Three miles west of the Interpretive Center the State Park maintains a trail constructed by CCC workers that leads visitors to 22 pits containing various species of petrified wood. In their book "Fire, Faults, and Floods", Marge and Ted Mueller state:

"It's a sad commentary on the ethics of visitors that each display must be enshrouded in concrete walls secured with a locked steel rebar gate to prevent vandalism or theft. Even this doesn't prevent garbage from being tossed into the pits by thoughtless oafs!"

"THOUGHTLESS OAFS"? ... You're very kind Marge & Ted. I had two other words in mind.

On a positive note: The National Park Service identified Ginkgo as a place of "Interpretive value" in the "Ice Age Floods Study of Alternatives and Environmental Assessment" for Congress.

Prompt: From the passage about the petrified wood trail, pull out the text from "Three miles west" up to and including "words in mind.".

Material supplied:
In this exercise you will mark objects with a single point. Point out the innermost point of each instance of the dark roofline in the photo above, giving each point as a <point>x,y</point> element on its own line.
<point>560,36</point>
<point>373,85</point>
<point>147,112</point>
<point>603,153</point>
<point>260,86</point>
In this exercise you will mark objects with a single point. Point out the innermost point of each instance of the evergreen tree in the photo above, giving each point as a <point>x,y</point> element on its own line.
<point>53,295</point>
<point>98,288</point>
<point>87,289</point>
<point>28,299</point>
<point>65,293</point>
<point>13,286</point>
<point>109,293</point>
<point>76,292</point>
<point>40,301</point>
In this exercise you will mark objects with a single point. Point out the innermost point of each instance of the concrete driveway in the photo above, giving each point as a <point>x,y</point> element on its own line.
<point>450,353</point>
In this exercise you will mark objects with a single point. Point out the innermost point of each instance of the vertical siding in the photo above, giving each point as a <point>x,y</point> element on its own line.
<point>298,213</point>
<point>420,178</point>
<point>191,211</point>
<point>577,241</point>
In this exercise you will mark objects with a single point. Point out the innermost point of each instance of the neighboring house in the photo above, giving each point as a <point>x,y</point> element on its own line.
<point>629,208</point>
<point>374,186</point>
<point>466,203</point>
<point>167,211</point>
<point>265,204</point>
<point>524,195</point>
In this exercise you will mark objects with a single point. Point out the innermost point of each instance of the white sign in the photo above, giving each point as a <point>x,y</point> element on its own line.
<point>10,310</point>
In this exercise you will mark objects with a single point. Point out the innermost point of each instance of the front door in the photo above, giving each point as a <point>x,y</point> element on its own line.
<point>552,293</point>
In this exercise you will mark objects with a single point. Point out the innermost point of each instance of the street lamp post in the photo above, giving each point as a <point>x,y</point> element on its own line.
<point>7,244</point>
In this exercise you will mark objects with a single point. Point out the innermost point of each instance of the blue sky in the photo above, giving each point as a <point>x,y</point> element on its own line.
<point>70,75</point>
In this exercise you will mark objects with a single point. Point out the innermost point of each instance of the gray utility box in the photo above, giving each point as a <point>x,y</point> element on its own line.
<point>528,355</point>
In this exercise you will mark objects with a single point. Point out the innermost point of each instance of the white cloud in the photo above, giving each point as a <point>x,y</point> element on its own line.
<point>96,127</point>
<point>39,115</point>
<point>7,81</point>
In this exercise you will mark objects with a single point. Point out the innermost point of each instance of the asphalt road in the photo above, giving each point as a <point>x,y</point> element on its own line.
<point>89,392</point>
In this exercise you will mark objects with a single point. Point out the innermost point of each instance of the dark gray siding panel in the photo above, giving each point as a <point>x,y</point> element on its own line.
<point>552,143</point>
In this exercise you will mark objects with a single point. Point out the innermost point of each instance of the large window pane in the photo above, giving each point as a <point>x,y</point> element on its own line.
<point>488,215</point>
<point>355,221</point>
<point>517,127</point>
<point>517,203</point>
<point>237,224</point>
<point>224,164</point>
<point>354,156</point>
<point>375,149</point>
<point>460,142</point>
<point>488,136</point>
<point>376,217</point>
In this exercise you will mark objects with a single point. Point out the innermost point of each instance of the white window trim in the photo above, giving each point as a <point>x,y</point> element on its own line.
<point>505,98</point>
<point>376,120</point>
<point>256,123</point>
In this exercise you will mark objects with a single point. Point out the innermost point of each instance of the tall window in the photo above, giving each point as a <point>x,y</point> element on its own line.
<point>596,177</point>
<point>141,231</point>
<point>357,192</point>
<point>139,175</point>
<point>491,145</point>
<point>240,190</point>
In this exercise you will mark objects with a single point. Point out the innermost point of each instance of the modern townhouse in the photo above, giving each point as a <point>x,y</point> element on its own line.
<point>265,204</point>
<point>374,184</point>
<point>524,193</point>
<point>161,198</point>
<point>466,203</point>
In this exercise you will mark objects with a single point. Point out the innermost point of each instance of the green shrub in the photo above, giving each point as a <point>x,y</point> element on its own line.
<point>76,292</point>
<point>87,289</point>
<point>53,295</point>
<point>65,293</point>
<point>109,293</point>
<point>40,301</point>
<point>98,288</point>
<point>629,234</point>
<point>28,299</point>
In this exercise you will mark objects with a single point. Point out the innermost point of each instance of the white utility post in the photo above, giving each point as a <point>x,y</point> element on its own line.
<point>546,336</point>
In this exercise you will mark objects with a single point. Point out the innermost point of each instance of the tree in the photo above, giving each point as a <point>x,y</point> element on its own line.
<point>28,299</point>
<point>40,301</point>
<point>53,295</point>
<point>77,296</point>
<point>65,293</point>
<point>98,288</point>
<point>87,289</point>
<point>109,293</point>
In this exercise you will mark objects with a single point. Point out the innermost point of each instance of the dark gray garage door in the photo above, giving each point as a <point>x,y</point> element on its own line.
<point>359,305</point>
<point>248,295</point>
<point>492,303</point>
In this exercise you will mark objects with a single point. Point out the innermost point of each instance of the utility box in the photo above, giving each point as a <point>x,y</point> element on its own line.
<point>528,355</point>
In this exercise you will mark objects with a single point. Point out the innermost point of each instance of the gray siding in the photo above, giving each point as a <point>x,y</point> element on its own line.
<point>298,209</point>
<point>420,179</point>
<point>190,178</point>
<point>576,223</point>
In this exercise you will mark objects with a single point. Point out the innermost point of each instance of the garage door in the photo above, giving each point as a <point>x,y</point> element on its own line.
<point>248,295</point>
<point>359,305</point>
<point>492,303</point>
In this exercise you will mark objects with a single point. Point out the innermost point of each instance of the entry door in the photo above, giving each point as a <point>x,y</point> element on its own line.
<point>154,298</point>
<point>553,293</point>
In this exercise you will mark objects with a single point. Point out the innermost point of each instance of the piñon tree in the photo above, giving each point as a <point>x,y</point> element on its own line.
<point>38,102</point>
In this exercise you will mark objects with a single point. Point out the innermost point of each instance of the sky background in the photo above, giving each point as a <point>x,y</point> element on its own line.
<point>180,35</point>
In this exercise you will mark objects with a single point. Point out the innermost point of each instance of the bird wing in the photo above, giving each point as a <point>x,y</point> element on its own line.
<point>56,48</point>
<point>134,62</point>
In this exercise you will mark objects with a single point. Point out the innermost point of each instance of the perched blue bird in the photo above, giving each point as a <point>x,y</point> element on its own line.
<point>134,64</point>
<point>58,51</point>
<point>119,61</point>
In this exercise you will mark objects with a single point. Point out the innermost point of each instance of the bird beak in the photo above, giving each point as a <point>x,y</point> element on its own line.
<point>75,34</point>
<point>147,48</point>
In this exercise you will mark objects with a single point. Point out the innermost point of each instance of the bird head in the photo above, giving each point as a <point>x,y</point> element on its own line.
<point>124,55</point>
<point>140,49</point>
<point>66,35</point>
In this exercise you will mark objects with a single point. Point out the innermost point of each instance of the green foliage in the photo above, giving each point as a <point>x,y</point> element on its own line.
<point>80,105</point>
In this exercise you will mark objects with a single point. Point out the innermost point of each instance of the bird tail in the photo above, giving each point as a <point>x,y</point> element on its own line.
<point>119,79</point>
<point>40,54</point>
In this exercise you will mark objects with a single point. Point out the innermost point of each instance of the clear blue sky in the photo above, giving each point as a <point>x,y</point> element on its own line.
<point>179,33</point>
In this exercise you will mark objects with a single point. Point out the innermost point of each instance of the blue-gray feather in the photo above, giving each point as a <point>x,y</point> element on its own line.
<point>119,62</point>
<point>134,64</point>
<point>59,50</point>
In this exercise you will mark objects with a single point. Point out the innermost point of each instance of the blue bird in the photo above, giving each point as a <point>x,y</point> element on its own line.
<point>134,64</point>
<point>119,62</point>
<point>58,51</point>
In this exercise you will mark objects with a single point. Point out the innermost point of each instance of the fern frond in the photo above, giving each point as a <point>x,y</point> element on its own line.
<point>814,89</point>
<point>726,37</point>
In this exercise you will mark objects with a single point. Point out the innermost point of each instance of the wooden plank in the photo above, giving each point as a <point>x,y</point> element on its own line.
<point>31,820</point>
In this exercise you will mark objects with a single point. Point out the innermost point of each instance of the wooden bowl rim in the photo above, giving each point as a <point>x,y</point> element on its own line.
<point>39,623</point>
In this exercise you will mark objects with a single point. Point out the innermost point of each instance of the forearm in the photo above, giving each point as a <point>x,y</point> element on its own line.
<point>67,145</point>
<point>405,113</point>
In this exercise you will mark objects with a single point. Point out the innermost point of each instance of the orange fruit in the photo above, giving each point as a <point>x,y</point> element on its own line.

Answer for the task:
Three miles west of the Interpretive Center the State Park maintains a trail constructed by CCC workers that leads visitors to 22 pits containing various species of petrified wood. In their book "Fire, Faults, and Floods", Marge and Ted Mueller state:

"It's a sad commentary on the ethics of visitors that each display must be enshrouded in concrete walls secured with a locked steel rebar gate to prevent vandalism or theft. Even this doesn't prevent garbage from being tossed into the pits by thoughtless oafs!"

"THOUGHTLESS OAFS"? ... You're very kind Marge & Ted. I had two other words in mind.